(Beginning of DOCUMENT EXTRACT)

The Worldwide War on Tasty Food

Governments around the world have begun to identify what they believe to be the major causes of obesity and diet-related diseases. So far, they have set their sights on four problem areas: excess calories, salt, sugar, and saturated fat. The Food and Drug Administration also plans to redefine the way terms like “healthy” and “natural” can be used on food labels. Are we about to witness a worldwide war on delicious food? If so, my guess is that tasty treats will win, but not without a few major battles along the way. Here’s how it’s playing out.

The Chilean government has already decided to put warning labels that look like black stop signs on foods that contain excess amounts of “problem” components. Canada is still struggling to employ similar stop sign warnings, as are Mexico, Peru, Uruguay, Argentina and Columbia. The US Foreign Agriculture Service expects that Saudi Arabia’s system will follow along with a mandatory traffic light system in a couple of years.

A US study that looked at a traffic light system found that 40 percent of the 175,198 packaged foods and beverages in the United States would get a red light. Those included foods like a New York slice of pepperoni pizza (480 calories, 9 grams of saturated fat and 980 mg of sodium) and an asiago cheese bagel with cream cheese (420 calories, 9 grams of saturated fat and 500 mg of sodium). In fact, any foods deemed “to die for” like baked macaroni and cheese, guacamole, chocolate, French fries and steak will include at least one warning.

Food in America hasn’t always been tasty. In Daniel Stone’s excellent book, The Food Explorer, he notes that in 1870, “Food in every way was bland. Meals had bigger things to accomplish than merely to taste good.” At that time, “the purpose of food began to shift from survival and sufficiency to something resembling gastronomic pleasure.” A recent article in the Journal of the American Medical Association showed that seventeen years of trying to educate people to eat better has made only a very slight difference. One reason may be that people strategically ignore relatively small risks and just continue to eat what tastes good.

Food companies are already taking steps to avoid negative labels. Nestle, for example, is reportedly reformulating 6,500 of its foods. But history has taught us that targeting specific ingredients may bring about some unintended consequences and cause food companies to substitute even worse dietary components. When the federal government and activists pressured companies to eliminate beef fats, we got hydrogenated vegetable fats, i.e., trans fats.

(End of DOCUMENT EXTRACT)

> **EXERCISES**
- 1) Please quote the part of the article on the war on tasty food that begins at the words "The Worldwide War" and stops after "it’s playing out.".
- 2) Using the article on the war on tasty food, decide whether each statement agrees with it. Give yes or no and quote the deciding words. (a) Nestle is reportedly reformulating 6,500 of its foods. (b) A US study found that 60 percent of packaged foods and beverages in the United States would get a red light. (c) Pressure to eliminate beef fats led to trans fats.

(Beginning of DATASET RECORDS)

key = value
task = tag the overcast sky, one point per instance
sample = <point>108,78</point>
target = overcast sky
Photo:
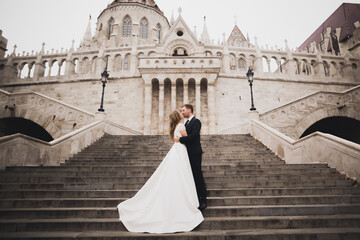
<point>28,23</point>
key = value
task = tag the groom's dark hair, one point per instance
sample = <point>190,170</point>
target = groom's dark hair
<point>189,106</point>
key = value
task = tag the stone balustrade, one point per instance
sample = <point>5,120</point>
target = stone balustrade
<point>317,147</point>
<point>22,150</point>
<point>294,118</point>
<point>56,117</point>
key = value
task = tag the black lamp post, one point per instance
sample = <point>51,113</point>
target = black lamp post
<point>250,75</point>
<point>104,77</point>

(End of DATASET RECORDS)
(Beginning of DATASET RECORDS)

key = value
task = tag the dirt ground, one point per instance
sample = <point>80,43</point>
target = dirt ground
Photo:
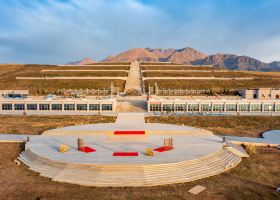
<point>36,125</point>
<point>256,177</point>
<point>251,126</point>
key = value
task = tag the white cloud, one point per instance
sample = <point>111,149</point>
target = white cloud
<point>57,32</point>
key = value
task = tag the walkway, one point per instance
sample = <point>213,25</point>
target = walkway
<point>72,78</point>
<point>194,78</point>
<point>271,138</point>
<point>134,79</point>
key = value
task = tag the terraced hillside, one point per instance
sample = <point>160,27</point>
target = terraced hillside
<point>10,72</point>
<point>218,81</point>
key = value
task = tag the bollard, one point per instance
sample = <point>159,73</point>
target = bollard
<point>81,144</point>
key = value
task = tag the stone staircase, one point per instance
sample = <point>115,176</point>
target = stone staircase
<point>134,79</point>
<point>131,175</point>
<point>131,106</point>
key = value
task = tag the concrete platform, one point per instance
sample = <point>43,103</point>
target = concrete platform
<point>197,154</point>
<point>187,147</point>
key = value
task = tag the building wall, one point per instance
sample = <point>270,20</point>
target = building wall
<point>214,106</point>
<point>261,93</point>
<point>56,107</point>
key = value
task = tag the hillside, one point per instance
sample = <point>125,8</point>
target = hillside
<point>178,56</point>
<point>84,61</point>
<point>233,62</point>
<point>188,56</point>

(End of DATASET RECORDS)
(Beginning of DATASET RECORDS)

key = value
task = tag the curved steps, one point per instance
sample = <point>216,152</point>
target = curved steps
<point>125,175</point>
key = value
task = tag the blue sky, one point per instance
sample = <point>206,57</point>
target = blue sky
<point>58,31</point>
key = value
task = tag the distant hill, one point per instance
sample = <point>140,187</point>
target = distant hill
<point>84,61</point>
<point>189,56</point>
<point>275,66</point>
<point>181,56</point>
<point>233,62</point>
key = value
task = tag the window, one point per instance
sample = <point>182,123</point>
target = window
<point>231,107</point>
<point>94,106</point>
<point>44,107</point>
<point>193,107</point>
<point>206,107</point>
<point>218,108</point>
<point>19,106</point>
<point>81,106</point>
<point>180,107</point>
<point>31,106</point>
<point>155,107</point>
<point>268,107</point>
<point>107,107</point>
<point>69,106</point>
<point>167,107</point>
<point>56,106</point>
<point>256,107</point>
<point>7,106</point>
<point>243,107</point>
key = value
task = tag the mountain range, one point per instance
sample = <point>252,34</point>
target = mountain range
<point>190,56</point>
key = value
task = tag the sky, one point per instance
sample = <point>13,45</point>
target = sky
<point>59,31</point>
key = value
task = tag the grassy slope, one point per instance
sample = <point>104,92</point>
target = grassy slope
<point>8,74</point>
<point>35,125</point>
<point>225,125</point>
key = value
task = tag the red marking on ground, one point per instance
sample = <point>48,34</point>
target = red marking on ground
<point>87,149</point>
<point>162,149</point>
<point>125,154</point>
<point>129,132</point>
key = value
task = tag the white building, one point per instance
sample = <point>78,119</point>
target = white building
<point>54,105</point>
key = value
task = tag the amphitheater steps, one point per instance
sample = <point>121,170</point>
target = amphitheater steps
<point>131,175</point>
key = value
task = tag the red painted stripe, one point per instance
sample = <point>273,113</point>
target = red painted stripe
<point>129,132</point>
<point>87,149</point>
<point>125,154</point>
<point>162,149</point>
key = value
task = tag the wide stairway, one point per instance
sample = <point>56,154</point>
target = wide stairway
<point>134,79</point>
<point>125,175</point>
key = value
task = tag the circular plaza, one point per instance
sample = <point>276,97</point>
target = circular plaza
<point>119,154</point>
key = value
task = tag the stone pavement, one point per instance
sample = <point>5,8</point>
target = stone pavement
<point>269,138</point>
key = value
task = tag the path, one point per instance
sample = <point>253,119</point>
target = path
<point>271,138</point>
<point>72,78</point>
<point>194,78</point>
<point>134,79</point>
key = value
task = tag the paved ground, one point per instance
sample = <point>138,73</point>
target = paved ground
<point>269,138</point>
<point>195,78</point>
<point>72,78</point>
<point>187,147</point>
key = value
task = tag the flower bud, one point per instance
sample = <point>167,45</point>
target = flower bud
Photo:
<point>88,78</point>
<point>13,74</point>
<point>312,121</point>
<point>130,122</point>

(End of DATASET RECORDS)

> **SOLUTIONS BY TASK**
- 1)
The Worldwide War on Tasty Food

Governments around the world have begun to identify what they believe to be the major causes of obesity and diet-related diseases. So far, they have set their sights on four problem areas: excess calories, salt, sugar, and saturated fat. The Food and Drug Administration also plans to redefine the way terms like “healthy” and “natural” can be used on food labels. Are we about to witness a worldwide war on delicious food? If so, my guess is that tasty treats will win, but not without a few major battles along the way. Here’s how it’s playing out.

- 2)
(a) Yes: "Nestle, for example, is reportedly reformulating 6,500 of its foods."
(b) No: "40 percent of the 175,198 packaged foods and beverages in the United States would get a red light."
(c) Yes: "When the federal government and activists pressured companies to eliminate beef fats, we got hydrogenated vegetable fats, i.e., trans fats."